-- Input for this task --
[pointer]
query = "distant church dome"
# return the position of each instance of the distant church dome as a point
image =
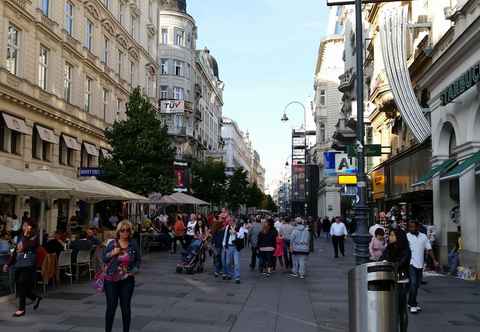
(213, 63)
(175, 5)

-- Set task --
Render the rows above as a JSON list of strings with one string per line, skipping any blank lines. Leave the pictures out.

-- Complete response --
[
  "[pointer]",
  "query = \"distant church dome\"",
  "# return the position of each instance of the distant church dome as a point",
  "image =",
  "(213, 63)",
  "(175, 5)"
]